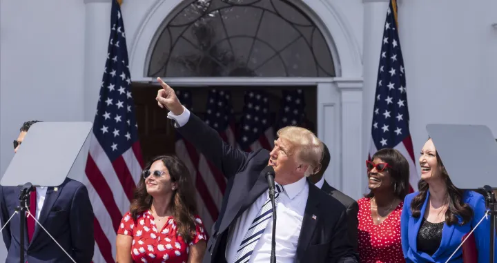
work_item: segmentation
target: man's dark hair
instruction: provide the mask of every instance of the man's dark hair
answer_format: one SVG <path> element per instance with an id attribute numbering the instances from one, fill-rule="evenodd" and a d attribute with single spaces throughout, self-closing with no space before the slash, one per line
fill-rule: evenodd
<path id="1" fill-rule="evenodd" d="M 28 130 L 29 130 L 29 128 L 31 128 L 31 126 L 36 124 L 37 122 L 42 122 L 42 121 L 35 121 L 35 120 L 26 121 L 24 124 L 23 124 L 23 126 L 19 129 L 19 131 L 27 132 Z"/>
<path id="2" fill-rule="evenodd" d="M 323 158 L 321 160 L 321 169 L 320 170 L 320 173 L 322 175 L 324 174 L 324 171 L 328 168 L 330 159 L 331 159 L 329 153 L 329 150 L 328 150 L 328 146 L 327 146 L 324 143 L 323 143 Z"/>

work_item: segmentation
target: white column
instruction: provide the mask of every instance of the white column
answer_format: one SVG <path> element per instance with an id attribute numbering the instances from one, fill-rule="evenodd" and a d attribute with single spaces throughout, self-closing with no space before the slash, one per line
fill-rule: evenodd
<path id="1" fill-rule="evenodd" d="M 362 79 L 336 78 L 340 94 L 342 191 L 355 199 L 364 193 L 361 184 L 364 177 L 362 140 Z"/>
<path id="2" fill-rule="evenodd" d="M 110 32 L 111 0 L 84 0 L 84 120 L 93 121 Z"/>
<path id="3" fill-rule="evenodd" d="M 318 137 L 330 151 L 330 163 L 324 179 L 342 191 L 342 139 L 340 138 L 340 92 L 334 82 L 318 84 Z"/>
<path id="4" fill-rule="evenodd" d="M 364 88 L 362 89 L 362 158 L 367 158 L 371 140 L 371 121 L 373 119 L 373 107 L 376 88 L 378 63 L 380 62 L 380 51 L 388 9 L 389 0 L 362 0 L 364 5 L 364 28 L 362 32 L 362 77 Z M 360 167 L 364 167 L 360 164 Z M 367 178 L 364 169 L 361 170 L 363 176 L 360 182 L 361 189 L 364 193 L 367 191 Z"/>

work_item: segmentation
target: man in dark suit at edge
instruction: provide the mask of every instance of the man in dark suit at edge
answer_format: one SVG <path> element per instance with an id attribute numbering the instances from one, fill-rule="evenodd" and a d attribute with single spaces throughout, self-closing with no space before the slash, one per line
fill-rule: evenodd
<path id="1" fill-rule="evenodd" d="M 17 153 L 31 126 L 39 121 L 25 122 L 17 139 Z M 63 131 L 61 131 L 63 132 Z M 54 143 L 57 143 L 55 142 Z M 26 165 L 30 165 L 26 164 Z M 37 173 L 37 168 L 32 168 Z M 21 251 L 19 214 L 5 225 L 19 205 L 21 187 L 0 186 L 0 226 L 7 247 L 6 263 L 19 263 Z M 81 183 L 66 178 L 58 187 L 36 187 L 30 192 L 30 207 L 35 215 L 64 249 L 77 263 L 90 263 L 93 257 L 93 208 L 88 190 Z M 32 217 L 26 217 L 24 231 L 24 259 L 29 263 L 72 262 Z"/>
<path id="2" fill-rule="evenodd" d="M 329 164 L 331 156 L 327 145 L 323 143 L 323 146 L 324 147 L 323 149 L 323 158 L 321 161 L 321 169 L 318 173 L 309 176 L 309 180 L 326 193 L 336 198 L 347 208 L 349 240 L 352 243 L 355 251 L 357 252 L 358 251 L 357 242 L 359 206 L 355 200 L 330 186 L 324 179 L 323 175 Z M 333 209 L 333 208 L 331 208 Z"/>
<path id="3" fill-rule="evenodd" d="M 271 153 L 239 150 L 184 108 L 169 86 L 159 78 L 157 81 L 163 88 L 156 97 L 159 106 L 170 110 L 168 118 L 173 119 L 182 136 L 228 179 L 203 262 L 269 262 L 272 208 L 262 173 L 266 166 L 275 173 L 278 262 L 358 262 L 349 241 L 345 206 L 306 178 L 319 170 L 322 156 L 322 144 L 312 133 L 301 128 L 284 128 L 278 132 Z"/>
■ ■ ■ ■ ■ ■ ■
▸ **Exercise objective**: Copy every line above character for character, leaving out the pictures.

▸ **Exercise response**:
work_item: segmentation
target: man's dark hair
instruction: provide the mask of every instance of the man's dark hair
answer_format: one SVG <path> element per instance with an id attribute numbering the instances from one, fill-rule="evenodd" and a d attribute with single spaces throughout, self-closing with no space before the slash, one per line
fill-rule: evenodd
<path id="1" fill-rule="evenodd" d="M 28 130 L 29 130 L 29 128 L 31 128 L 31 126 L 36 124 L 37 122 L 42 122 L 42 121 L 35 121 L 35 120 L 26 121 L 24 124 L 23 124 L 23 126 L 19 129 L 19 131 L 27 132 Z"/>
<path id="2" fill-rule="evenodd" d="M 323 158 L 321 160 L 321 169 L 320 170 L 320 173 L 322 175 L 324 174 L 324 171 L 328 168 L 330 159 L 331 159 L 329 153 L 329 150 L 328 150 L 328 146 L 327 146 L 324 143 L 323 143 Z"/>

work_item: segmentation
target: white column
instruction: provide the mask of every instance of the white column
answer_format: one SVG <path> element per instance with an id attribute numbering the instances from one, fill-rule="evenodd" and a d attribute with single spaces throughout, self-closing with no space before the slash, one per line
fill-rule: evenodd
<path id="1" fill-rule="evenodd" d="M 362 79 L 336 78 L 340 94 L 342 191 L 355 199 L 364 193 L 361 184 L 364 177 L 362 140 Z"/>
<path id="2" fill-rule="evenodd" d="M 110 32 L 111 0 L 84 0 L 84 120 L 93 121 Z"/>
<path id="3" fill-rule="evenodd" d="M 318 137 L 330 151 L 330 163 L 324 179 L 342 191 L 342 139 L 340 138 L 340 92 L 334 82 L 318 84 Z"/>
<path id="4" fill-rule="evenodd" d="M 364 88 L 362 89 L 362 158 L 367 158 L 371 140 L 371 121 L 373 119 L 373 107 L 376 88 L 378 63 L 380 62 L 380 51 L 388 9 L 389 0 L 362 0 L 364 5 L 364 28 L 362 32 L 362 77 Z M 360 167 L 364 167 L 360 164 Z M 367 178 L 364 169 L 361 170 L 363 176 L 360 182 L 361 189 L 364 193 L 367 191 Z"/>

work_item: segmentation
target: man in dark suit at edge
instruction: provide the mask of every instance of the man in dark suit at edge
answer_format: one SVG <path> element per instance with an id attribute numbering the instances from one, fill-rule="evenodd" and a d attribute with single spaces throughout, self-closing with no space before the slash, one per line
fill-rule: evenodd
<path id="1" fill-rule="evenodd" d="M 17 153 L 31 126 L 39 121 L 25 122 L 17 139 Z M 63 131 L 61 131 L 63 132 Z M 54 143 L 57 143 L 55 142 Z M 26 165 L 30 165 L 26 164 Z M 37 173 L 37 168 L 32 168 Z M 21 251 L 19 214 L 5 225 L 19 205 L 21 187 L 0 186 L 0 226 L 7 247 L 6 263 L 19 263 Z M 81 183 L 66 178 L 58 187 L 36 187 L 30 192 L 30 207 L 35 215 L 64 249 L 77 263 L 90 263 L 93 257 L 93 208 L 88 190 Z M 32 217 L 26 217 L 24 231 L 24 259 L 29 263 L 72 262 Z"/>
<path id="2" fill-rule="evenodd" d="M 329 164 L 331 156 L 327 145 L 323 143 L 323 146 L 324 147 L 323 149 L 323 158 L 321 161 L 321 169 L 318 173 L 309 176 L 309 180 L 326 193 L 336 198 L 347 208 L 349 240 L 352 243 L 355 251 L 357 252 L 358 251 L 357 242 L 359 206 L 355 200 L 330 186 L 324 179 L 323 175 Z M 333 209 L 333 208 L 331 208 Z"/>
<path id="3" fill-rule="evenodd" d="M 271 153 L 239 150 L 184 108 L 169 86 L 159 78 L 157 81 L 163 88 L 156 97 L 159 106 L 170 110 L 168 118 L 173 119 L 182 136 L 228 179 L 203 262 L 269 262 L 272 208 L 262 173 L 266 166 L 275 173 L 278 262 L 358 262 L 349 241 L 345 206 L 306 178 L 319 170 L 322 156 L 322 144 L 312 133 L 301 128 L 284 128 L 278 132 Z"/>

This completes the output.